#### Available records:
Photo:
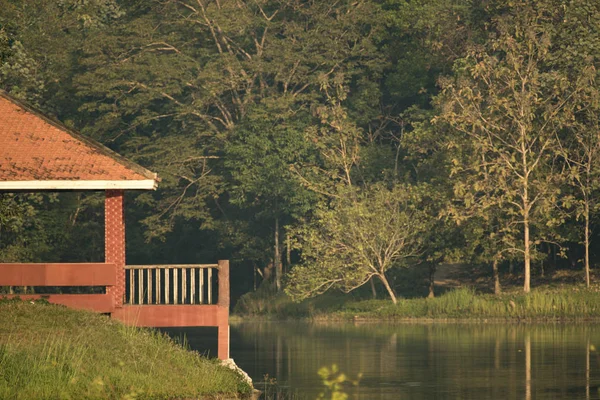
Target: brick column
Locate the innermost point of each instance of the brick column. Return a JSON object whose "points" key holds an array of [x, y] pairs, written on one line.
{"points": [[114, 241], [223, 311]]}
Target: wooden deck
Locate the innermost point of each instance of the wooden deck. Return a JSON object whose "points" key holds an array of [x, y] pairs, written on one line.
{"points": [[153, 296]]}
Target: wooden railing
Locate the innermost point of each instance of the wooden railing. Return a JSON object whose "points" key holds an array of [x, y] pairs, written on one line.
{"points": [[62, 275], [171, 284]]}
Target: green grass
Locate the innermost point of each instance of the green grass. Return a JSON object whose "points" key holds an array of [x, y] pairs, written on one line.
{"points": [[541, 304], [51, 352]]}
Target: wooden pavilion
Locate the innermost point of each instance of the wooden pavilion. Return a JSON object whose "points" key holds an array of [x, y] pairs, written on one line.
{"points": [[40, 154]]}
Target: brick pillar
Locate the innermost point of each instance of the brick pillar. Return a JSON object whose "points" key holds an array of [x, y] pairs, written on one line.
{"points": [[114, 241], [223, 311]]}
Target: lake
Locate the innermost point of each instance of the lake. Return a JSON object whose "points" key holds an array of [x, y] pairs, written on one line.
{"points": [[418, 361]]}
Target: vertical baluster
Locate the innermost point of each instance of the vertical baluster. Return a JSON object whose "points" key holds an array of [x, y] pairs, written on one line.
{"points": [[183, 285], [131, 286], [193, 286], [175, 286], [149, 286], [140, 288], [201, 286], [209, 282], [167, 270], [157, 288]]}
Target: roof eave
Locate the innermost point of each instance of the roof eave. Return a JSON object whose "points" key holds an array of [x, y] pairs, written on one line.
{"points": [[145, 184]]}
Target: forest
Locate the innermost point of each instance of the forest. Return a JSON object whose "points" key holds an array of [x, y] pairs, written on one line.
{"points": [[320, 145]]}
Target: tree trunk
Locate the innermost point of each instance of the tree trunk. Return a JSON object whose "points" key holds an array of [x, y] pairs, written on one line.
{"points": [[497, 289], [373, 290], [288, 257], [432, 269], [527, 283], [277, 257], [383, 280], [587, 244]]}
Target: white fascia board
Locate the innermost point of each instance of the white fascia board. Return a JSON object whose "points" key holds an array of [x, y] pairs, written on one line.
{"points": [[146, 184]]}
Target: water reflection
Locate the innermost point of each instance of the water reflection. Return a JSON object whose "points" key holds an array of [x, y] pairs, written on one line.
{"points": [[441, 361]]}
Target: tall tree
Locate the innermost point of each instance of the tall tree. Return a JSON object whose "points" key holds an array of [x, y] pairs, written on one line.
{"points": [[510, 106], [577, 49]]}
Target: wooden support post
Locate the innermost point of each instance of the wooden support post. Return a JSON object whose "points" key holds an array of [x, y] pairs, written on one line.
{"points": [[223, 310], [114, 242]]}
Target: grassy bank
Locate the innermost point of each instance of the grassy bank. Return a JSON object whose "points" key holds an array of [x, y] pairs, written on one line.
{"points": [[464, 303], [51, 352]]}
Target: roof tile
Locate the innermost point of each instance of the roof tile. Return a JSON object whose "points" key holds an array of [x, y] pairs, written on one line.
{"points": [[33, 147]]}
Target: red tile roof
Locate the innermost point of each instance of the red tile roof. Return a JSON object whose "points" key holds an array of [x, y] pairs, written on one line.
{"points": [[36, 148]]}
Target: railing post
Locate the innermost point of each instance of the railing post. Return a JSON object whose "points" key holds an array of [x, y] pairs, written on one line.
{"points": [[223, 310], [114, 242]]}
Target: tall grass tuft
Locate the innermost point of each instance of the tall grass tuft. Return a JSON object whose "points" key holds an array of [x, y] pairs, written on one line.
{"points": [[463, 303], [51, 352]]}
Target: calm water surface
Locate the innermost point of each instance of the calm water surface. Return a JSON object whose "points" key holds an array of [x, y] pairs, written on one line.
{"points": [[421, 361]]}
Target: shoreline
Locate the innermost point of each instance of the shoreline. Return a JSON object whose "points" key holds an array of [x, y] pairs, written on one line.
{"points": [[52, 351]]}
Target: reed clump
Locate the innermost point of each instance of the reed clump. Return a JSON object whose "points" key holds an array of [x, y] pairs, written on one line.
{"points": [[51, 352], [571, 303]]}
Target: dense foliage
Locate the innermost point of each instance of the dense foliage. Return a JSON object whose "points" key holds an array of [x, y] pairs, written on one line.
{"points": [[319, 145]]}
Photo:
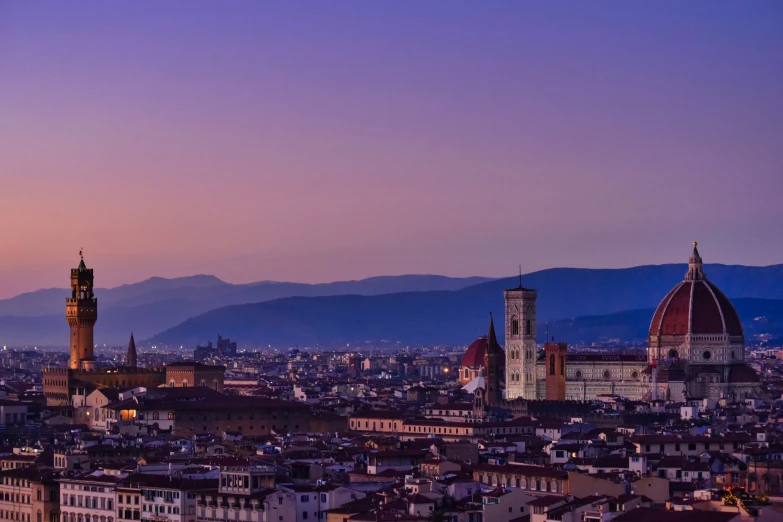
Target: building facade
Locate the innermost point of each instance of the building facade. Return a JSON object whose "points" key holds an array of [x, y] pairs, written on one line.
{"points": [[696, 349], [82, 376]]}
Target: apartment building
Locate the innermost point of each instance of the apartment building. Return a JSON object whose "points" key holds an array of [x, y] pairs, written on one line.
{"points": [[88, 497], [29, 495]]}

#### Your objective:
Give the lines again exactly, starting where the entries begin and stopping once the line with "Target: wooden deck" is included; pictures are not copied.

#### Solution for this task:
Photo:
Target: brick column
Locate the innermost point of each instance of the brick column. Return a JSON object whose "points" key holds an array of [x, y] pairs, written on one line.
{"points": [[114, 241], [223, 311]]}
Target: wooden deck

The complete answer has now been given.